◆ **Brano fornito**:
+ + + +
By Asia News
Habib Mohammed Hadi Sadr, ambasciatore della Repubblica dell'Iraq presso la Santa Sede, ha scritto questo articolo sulla posizione e il ruolo dei cristiani arabi nel momento attuale in Medio Oriente.
La primavera araba interpella i cristiani arabi; c’è un’escalation di critiche nei loro confronti per la posizione che alcuni di loro hanno espresso a proposito delle rivolte nei Paesi arabi; alcuni analisti ritengono che una rinascita dei cristiani arabi avverrà grazie a ciò che sta per accadere, nel mondo arabo, e non in base a quello che è passato. Cristo non è mai stato un modello per i dittatori; e c’è chi ritiene che un vero, sincero dialogo islamo-cristiano possa nascere proprio con la rivoluzione, oppure nel periodo che seguirà alla rivoluzione.
Ci sono persone che criticano l’atteggiamento di una parte dei cristiani arabi nei confronti dei movimenti di rivolta in corso, e ricordano con ammirazione la nobile posizione che i cristiani arabi hanno avuto nei confronti dell’Impero ottomano, al tempo dei movimenti di liberazione arabi, e l’atteggiamento molto negativo dei cristiani verso le politiche francesi e britanniche in Medio Oriente, e in particolare nei confronti dei piani e comportamenti dei sionisti nei territori arabi occupati.
In realtà dobbiamo analizzare a fondo le diverse posizioni, in maniera neutrale e realistica. E allora dobbiamo riconoscere un primo fatto importante: la componente arabo-cristiana è una minoranza all’interno delle società in cui vive. Non si può negare l’importanza e il peso del loro ruolo, attraverso diverse epoche storiche, ma il numero conta, e il peso della maggioranza è completamente diverso da quello della minoranza. La minoranza è allarmata. Teme che gli sconvolgimenti politici, sociali ed economici che avvengono in maniera imprevista, che si svolgono in base a emozioni, e non a programmi, e che non tengono conto delle condizioni interne ed internazionali, possano avere conseguenze gravi sulla vita delle minoranze, e aprire la strada a un futuro ignoto, e terribile.
+ + + +
◆ **Dati forniti**:
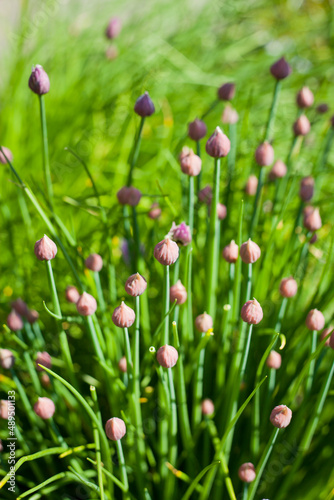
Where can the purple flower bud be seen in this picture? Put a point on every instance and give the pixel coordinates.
(144, 106)
(39, 81)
+ + + +
Riprendi il brano sui cristiani arabi di fronte alle rivolte nei Paesi arabi e proseguilo a partire dalla sua ultima frase.

Le prime rivolte arabe hanno ricevuto il pieno consenso dal mondo arabo; ma oggi non è così. Per esempio le società nei cui Paesi avviene una rivolta – Siria, Yemen, o Bahrain – soffrono per le divisioni con cui si affronta la prospettiva di cambiamento e si chiedono le riforme democratiche. Abbiamo luoghi dove si chiede una soluzione pacifica, e si contesta l’ingerenza straniera; ma altrove c’è chi usa la violenza, e lo scontro, e c’è chi si affida alla protesta armata e usa forze straniere per rovesciare il regime. La situazione è resa più difficile dall’atteggiamento della comunità internazione e dal Consiglio di sicurezza dell’Onu. Ogni parte agisce secondo i suoi interessi, le sue analisi e le sue strategie per operare nel presente e nel futuro della regione. E questa situazione fa sì che i cristiani arabi attendano prima di impegnarsi, per non commettere errori nella valutazione delle probabilità.
Ed è anche giusto che i cristiani diffidino di queste proteste, temendo che esse siano guidate da forze radicali islamiche che vogliono conquistare il potere, basandosi sul fatto che sono più organizzate e hanno una grande, efficace capacità di mescolare le carte. Sono forze che hanno versato sangue cristiano e dissacrato le chiese. Allora i cristiani arabi si trovano a scegliere fra accettare sistemi autoritari, ma con una certa dose di laicità, che garantiscono la libertà religiosa, o sistemi di tipo totalmente diverso. A loro scegliere quello che sembra il male minore.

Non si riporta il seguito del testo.